DOCUMENT EXTRACT

= Sequential infiltration synthesis =

Film infiltration
Sequential infiltration synthesis (SIS) is a technique derived from atomic layer deposition (ALD) in which a polymer is infused with inorganic material using sequential, self-limiting exposures to gaseous precursors, enabling precise manipulation over the composition, structure, and properties. The technique has applications in fields such as nanotechnology, materials science, and electronics, where precise material engineering is required.

This synthesis uses metal-organic vapor-phase precursors and co-reactants that dissolve and diffuse into polymers. These precursors interact with the functional groups of the polymers through reversible complex formation or irreversible chemical reactions, resulting in composite materials that can exhibit nano-structured properties. The metal-organic precursor (A) and co-reactant vapor (B) are supplied in an alternating ABAB sequence. Following SIS, the organic phase may be removed thermally or chemically to leave only the inorganic components behind. This approach facilitates the fabrication of materials with controlled properties such as composition, stylometric, porosity, conductivity, refractive index, and chemical functionality on the nano-scale.

SIS has been utilized in fields, including electronics, energy storage, and catalysis, for its ability to modify material properties. SIS is sometimes referred to as "multiple pulsed vapor-phase infiltration" (MPI), "vapor phase infiltration" (VPI) or "sequential vapor infiltration" (SVI).

SIS involves the 3D distribution of functional groups in polymers, while its predecessor, ALD, is associated with the two-dimensional distribution of reactive sites on solid surfaces. In SIS, the partial pressures and exposure times for the precursor pulse are typically larger compared to ALD to ensure adequate infiltration of the precursor into the three-dimensional polymer volume through dissolution and diffusion. The process relies on the diffusive transport of precursors within polymers, with the resulting distribution influenced by time, pressure, temperature, polymer chemistry, and micro-structure.

== History ==
The diffusion of precursors below the surfaces of polymers during ALD was observed in 2005 by the Steven M. George group when they observed that polymers could uptake trimethylaluminium (TMA) via absorption within their free volume. In the study, the interactions between the ALD precursors and the polymer functional groups were not recognized, and the diffusion of precursors into polymer films was considered a problem. Hence, the diffusion and reactions of ALD precursors into polymer films were considered challenges to address rather than opportunities. However, potential benefits of these phenomena were demonstrated by Knez and coworkers in a 2009 report describing the increased toughness of spider silk following vapor-phase infiltration.

TO BE DONE
(A) Offset every bounding-box coordinate by 60 in the span of entries below that starts at their first line and ends at the line containing "xmin=217 ymin=147 xmax=280 ymax=173", both ends included. Reproduce every line of that span in full, with all other lines unchanged.
(B) Extend the article on sequential infiltration synthesis, beginning after its final sentence.

SUPPLIED MATERIAL

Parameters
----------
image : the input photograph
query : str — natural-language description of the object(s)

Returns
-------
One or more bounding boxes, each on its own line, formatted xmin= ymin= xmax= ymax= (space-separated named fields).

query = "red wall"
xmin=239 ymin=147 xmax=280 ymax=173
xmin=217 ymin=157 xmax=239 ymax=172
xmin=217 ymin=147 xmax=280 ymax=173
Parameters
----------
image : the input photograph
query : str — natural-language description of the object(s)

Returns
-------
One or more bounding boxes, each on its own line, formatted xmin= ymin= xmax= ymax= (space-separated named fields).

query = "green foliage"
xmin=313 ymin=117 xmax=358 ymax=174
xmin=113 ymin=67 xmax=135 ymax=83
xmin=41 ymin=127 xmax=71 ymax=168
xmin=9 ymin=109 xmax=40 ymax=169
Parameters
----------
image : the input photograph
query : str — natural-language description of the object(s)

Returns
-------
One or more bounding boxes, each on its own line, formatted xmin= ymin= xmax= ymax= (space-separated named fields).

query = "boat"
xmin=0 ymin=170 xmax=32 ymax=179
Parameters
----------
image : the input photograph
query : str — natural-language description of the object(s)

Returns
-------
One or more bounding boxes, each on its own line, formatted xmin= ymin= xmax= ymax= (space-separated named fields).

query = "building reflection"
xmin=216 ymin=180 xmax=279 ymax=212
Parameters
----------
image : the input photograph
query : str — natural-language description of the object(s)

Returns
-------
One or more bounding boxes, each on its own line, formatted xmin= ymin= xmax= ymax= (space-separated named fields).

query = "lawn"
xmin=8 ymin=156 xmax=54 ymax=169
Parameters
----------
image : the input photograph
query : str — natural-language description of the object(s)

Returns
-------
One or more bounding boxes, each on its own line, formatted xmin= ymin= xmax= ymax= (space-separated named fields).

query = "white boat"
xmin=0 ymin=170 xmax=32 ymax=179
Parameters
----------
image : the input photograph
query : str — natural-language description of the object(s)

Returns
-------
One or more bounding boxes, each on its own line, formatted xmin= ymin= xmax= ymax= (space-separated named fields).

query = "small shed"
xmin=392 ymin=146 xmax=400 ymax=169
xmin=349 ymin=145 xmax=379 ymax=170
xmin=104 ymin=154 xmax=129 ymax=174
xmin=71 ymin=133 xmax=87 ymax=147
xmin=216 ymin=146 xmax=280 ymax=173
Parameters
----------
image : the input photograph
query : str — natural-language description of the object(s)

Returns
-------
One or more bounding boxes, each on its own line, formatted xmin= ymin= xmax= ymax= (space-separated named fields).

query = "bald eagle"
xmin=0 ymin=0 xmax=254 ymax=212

WRITTEN RESPONSES
(A)
Parameters
----------
image : the input photograph
query : str — natural-language description of the object(s)

Returns
-------
One or more bounding boxes, each on its own line, formatted xmin= ymin= xmax= ymax= (space-separated named fields).

query = "red wall"
xmin=299 ymin=207 xmax=340 ymax=233
xmin=277 ymin=217 xmax=299 ymax=232
xmin=277 ymin=207 xmax=340 ymax=233

(B)
Sequential infiltration synthesis (SIS) was developed by Argonne National Laboratory scientists Jeffrey Elam and Seth Darling in 2010 to synthesize nanoscopic materials starting from block copolymer templates. A patent application was filed in 2011 and the first patent was issued in 2016. SIS involves vapour diffusing into an existing polymer and chemically or physically binding to it. This results in the growth and formation of inorganic structures by selective nucleation throughout the bulk polymer.

With SIS, the shapes of various inorganic materials can be tailored by applying their precursor chemistries to patterned or nano-structured organic polymers, such as block copolymers. SIS was developed to intentionally enable the infusion of inorganic materials such as metal oxides and metals within polymers to yield hybrid materials with enhanced properties. Hybrid materials created via SIS can further be subjected to thermal annealing steps to remove the polymer constituents entirely to derive purely inorganic materials that maintain the structure of the original polymer morphology, including mesoporosity.

Although the early research in SIS focused on a small number of inorganic materials such as Al_{2}O_{3}, TiO_{2}, and ZnO, the technology diversified over the next decade and came to include a wide variety of both inorganic materials and organic polymers, as detailed in reviews.

== Principles and process ==
SIS is based on the consecutive introduction of different precursors into a polymer, taking advantage of the material's porosity on the molecular scale. This allows the precursors to diffuse into the material and react with specific functional groups located along the polymer backbone or pendant group. Through the selection and combination of the precursors, a rich variety of materials can be synthesized, each of which can endow unique properties to the material.

The process of SIS involves various key steps, the first of which is materials selection. A suitable substrate material, such as a polymer film, and precursors, typically molecules that can react with the substrate's functional groups, are used for the infiltration synthesis. The pairing of polymer chemistry and precursor species is vital for acquiring the desired fictionalization and modification.

The substrate is placed in a reactor with an inert atmosphere (typically an inert gas or vacuum). The first precursor vapor (e.g., trimethylaluminum, TMA) is introduced at a sufficiently high vapor pressure and duration such that the precursor molecules diffuse into the substrate. Thus the precursor infiltrates the material and then reacts with the interior functional groups.

After a suitable diffusion/reaction time, the reactor is purged with inert gas or evacuated to remove reaction byproducts and UN-reacted precursors. A second vapor-phase species, often a co-reactant, such as H_{2}O, is introduced. Again, the precursor partial pressure and exposure time are selected to allow sufficient time and thermodynamic driving force for diffusion into the polymer and reaction with the functional groups left by the first precursor exposure. The second precursor is then purged or evacuated to complete the first SIS cycle.

The second precursor may also create new functional groups for reaction with the first precursor for subsequent SIS cycles. Sequential infiltration steps can then be repeated using the same or different precursor species until the desired modifications are achieved. When the desired infiltrations are achieved, the modified material can undergo further post-treatment steps to enhance the modified layers' properties, including stability. Post-treatment may include heating, chemical treatment, or oxidation to remove the organic polymer.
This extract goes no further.